To do:
Without the images, reproduce every entry exactly.

--- --- ---

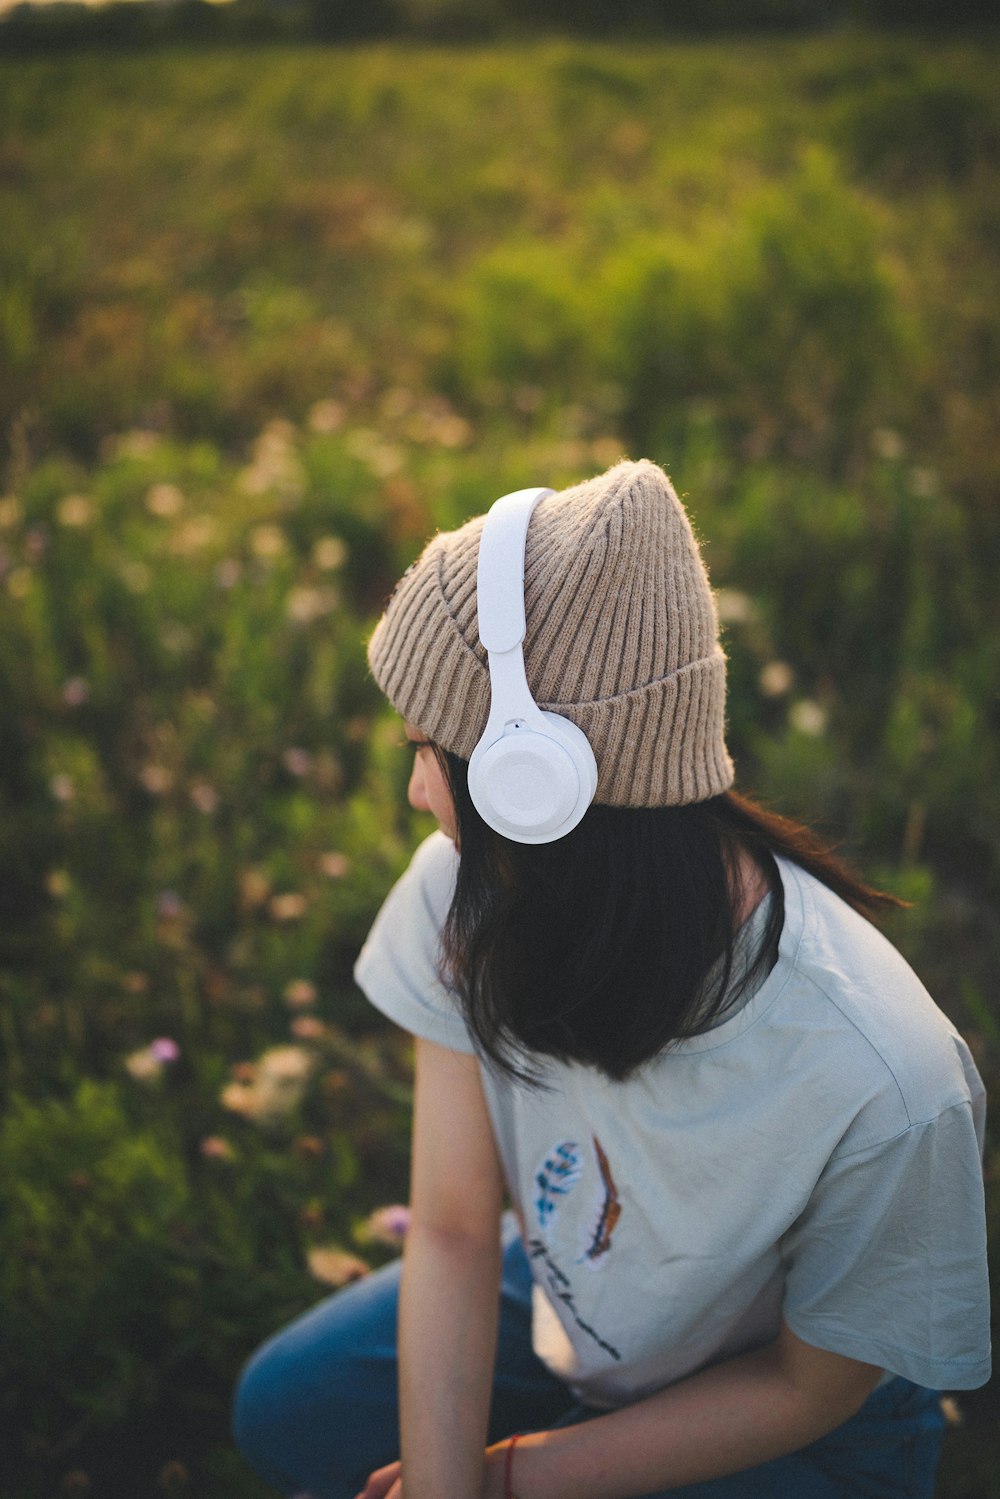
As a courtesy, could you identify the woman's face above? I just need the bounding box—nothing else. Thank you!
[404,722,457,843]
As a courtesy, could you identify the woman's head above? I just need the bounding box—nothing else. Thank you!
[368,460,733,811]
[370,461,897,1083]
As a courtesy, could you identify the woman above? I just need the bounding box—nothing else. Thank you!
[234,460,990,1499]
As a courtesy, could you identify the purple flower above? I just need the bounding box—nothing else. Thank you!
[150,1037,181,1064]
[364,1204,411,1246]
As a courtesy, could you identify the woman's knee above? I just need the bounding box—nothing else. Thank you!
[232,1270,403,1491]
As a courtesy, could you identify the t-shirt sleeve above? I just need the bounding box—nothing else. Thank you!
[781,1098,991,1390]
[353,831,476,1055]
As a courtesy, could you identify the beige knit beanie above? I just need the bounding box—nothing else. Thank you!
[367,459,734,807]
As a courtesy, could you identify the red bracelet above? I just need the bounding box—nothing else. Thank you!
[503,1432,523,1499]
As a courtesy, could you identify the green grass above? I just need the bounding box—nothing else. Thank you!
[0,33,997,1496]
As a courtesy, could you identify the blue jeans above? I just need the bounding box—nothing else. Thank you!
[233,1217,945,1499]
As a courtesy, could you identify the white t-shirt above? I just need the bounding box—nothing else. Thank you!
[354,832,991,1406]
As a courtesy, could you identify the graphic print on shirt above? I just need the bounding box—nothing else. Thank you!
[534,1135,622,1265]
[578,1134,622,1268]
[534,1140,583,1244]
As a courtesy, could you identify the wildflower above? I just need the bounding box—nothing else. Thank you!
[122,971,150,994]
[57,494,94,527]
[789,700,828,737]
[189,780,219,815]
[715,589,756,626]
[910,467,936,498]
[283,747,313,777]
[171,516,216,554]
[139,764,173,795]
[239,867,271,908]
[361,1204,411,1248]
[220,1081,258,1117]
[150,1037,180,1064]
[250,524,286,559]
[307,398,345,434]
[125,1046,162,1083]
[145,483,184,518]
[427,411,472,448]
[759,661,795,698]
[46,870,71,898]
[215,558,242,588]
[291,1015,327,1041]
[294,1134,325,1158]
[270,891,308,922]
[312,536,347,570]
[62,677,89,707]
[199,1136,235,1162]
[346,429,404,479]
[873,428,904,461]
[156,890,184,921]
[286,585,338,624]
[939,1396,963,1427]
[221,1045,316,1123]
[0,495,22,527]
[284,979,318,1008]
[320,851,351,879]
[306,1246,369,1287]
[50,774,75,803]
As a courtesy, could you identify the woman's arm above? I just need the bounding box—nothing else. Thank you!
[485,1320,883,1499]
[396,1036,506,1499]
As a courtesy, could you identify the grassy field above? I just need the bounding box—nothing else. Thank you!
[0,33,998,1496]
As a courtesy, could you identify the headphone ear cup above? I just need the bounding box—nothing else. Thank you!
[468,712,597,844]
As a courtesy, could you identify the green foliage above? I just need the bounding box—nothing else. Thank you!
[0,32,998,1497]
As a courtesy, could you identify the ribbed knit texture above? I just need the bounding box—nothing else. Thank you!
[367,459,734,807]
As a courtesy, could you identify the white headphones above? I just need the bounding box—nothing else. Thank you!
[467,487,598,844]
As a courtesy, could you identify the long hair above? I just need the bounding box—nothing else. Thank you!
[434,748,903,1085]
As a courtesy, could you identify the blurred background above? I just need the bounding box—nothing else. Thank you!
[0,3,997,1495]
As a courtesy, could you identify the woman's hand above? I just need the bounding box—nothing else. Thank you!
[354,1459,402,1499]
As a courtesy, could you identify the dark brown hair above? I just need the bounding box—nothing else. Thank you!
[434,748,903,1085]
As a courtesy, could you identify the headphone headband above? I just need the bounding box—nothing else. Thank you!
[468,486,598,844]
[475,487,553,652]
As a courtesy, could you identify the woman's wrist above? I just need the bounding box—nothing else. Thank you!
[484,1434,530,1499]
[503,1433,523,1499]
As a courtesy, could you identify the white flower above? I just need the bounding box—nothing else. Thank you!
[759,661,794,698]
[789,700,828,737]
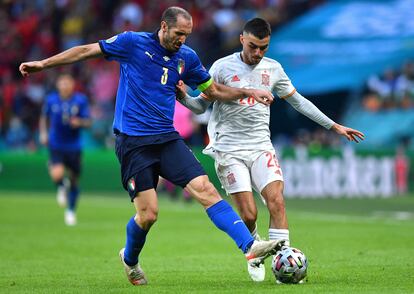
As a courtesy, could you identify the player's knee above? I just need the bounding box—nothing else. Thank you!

--- --- ---

Solution to the problem:
As a courtesy, could you identify the woman's face above? I just need the bounding box—nothing else. Thank you!
[404,722,457,843]
As a courtesy, could you identify the woman's head above? I just need the bounding box—nothing else. Thank you!
[368,460,733,811]
[370,461,897,1083]
As a courtesy, could you identify the woman above? I just need the bounding box—nothing else. Thank you!
[234,460,990,1499]
As a courtesy, could you identify the purple flower above? I just need the bounding box—nothing else. Thank you!
[150,1037,181,1064]
[364,1204,411,1246]
As a courtesy, could you identify the woman's knee above? I just need the bounding box—nothing else. Thank you!
[232,1270,403,1491]
As a courtesy, could you identify the t-shirt sleeve above? I just need the bounding box—nothing else. Thank you!
[781,1098,991,1390]
[353,831,476,1055]
As a courtesy, could you identify the beige knit beanie above? I just need the bounding box—nothing else. Thank you!
[367,459,734,807]
As a courtesy, could you identify the red bracelet above? I just need the bounding box—nothing else. Thank you!
[503,1432,523,1499]
As a courtesy, could you identify the green grass above? I just need the bounding box—nothing else. Thank you!
[0,33,997,1496]
As a courtesy, could you identify the blue jeans above? I just need the bounding box—nothing else. Thank you!
[233,1217,945,1499]
As a courtesy, could you identify the white t-shirt above? I just need the bounding box—nothing else. Thank you!
[354,832,991,1406]
As a courtesy, could you identify the graphic print on shirt above? I just need the bounding box—nothing else. Thank you!
[534,1135,622,1265]
[578,1134,622,1268]
[534,1140,583,1244]
As a courtesy, could you identify the wildflower above? I just need the bounding box—nothing else. Thank you!
[122,971,150,994]
[57,494,94,527]
[789,700,828,737]
[189,780,219,815]
[715,589,756,626]
[910,467,936,498]
[283,747,313,777]
[171,516,216,554]
[139,764,173,795]
[239,867,271,908]
[361,1204,411,1248]
[220,1081,258,1117]
[150,1037,180,1064]
[250,524,286,559]
[307,398,345,434]
[125,1046,162,1083]
[145,483,184,518]
[427,411,472,448]
[759,661,795,698]
[46,870,71,898]
[215,558,242,588]
[291,1015,327,1041]
[294,1134,325,1158]
[270,891,308,922]
[312,536,347,570]
[62,677,89,707]
[199,1136,235,1162]
[346,429,404,479]
[873,428,904,461]
[156,890,184,921]
[286,585,338,624]
[939,1396,963,1427]
[221,1045,316,1123]
[0,495,22,527]
[284,979,318,1008]
[320,851,351,879]
[306,1246,369,1287]
[50,774,75,803]
As a courtesy, could you identify the woman's arm above? I just need the bounding box—nothing else. Thank you!
[485,1320,883,1499]
[396,1036,506,1499]
As a courtesy, could you identify the grassy field above? I just need the bounding box—nothing else. Thank you!
[0,33,998,1496]
As a courtesy, could you identify the headphone ear cup above? I just need the bounding box—nothing else. Thank you!
[468,712,597,844]
As a courtesy, could you identify the green foliage above? I just need the bounding box—nothing else. Thank you!
[0,32,998,1497]
As a courtesy, could you identify the ribbed knit texture above? I just need the bounding box—nothing else. Thank you!
[367,459,734,807]
As a courtesy, could you identify the white headphones above? I just need the bounding box—nothing else. Thank you!
[467,487,598,844]
As a courtesy, could you identify the long hair above? I just need the bounding box—nothing else. Thank you!
[434,748,903,1085]
As a courtesy, could you identify the blurred background above? I just need the bounding box—nothing else. Thank you!
[0,3,997,1495]
As a courtesy, could you identify the woman's hand above? I just need the bounding box—nothing else. Thank you!
[354,1459,402,1499]
As a courtesy, could you identify the dark brown hair above? I just need the bounding box—nothing else. Thank you!
[434,748,903,1085]
As a courtesy, could you identify the headphone headband above? I just need the bounding box—nothing else. Thank you!
[468,486,598,844]
[475,487,553,652]
As a courtesy, could you identify the woman's wrist above? I just need the bounding box—nothing else. Thank you!
[484,1434,530,1499]
[503,1433,523,1499]
As a courtesy, could you identify the white flower above? I just need the bounding box—nothing else. Thank you!
[759,661,794,698]
[789,700,828,737]
As a courtesy, could you identify the player's knee above? I just need the bounding box—nothing else. Thank you!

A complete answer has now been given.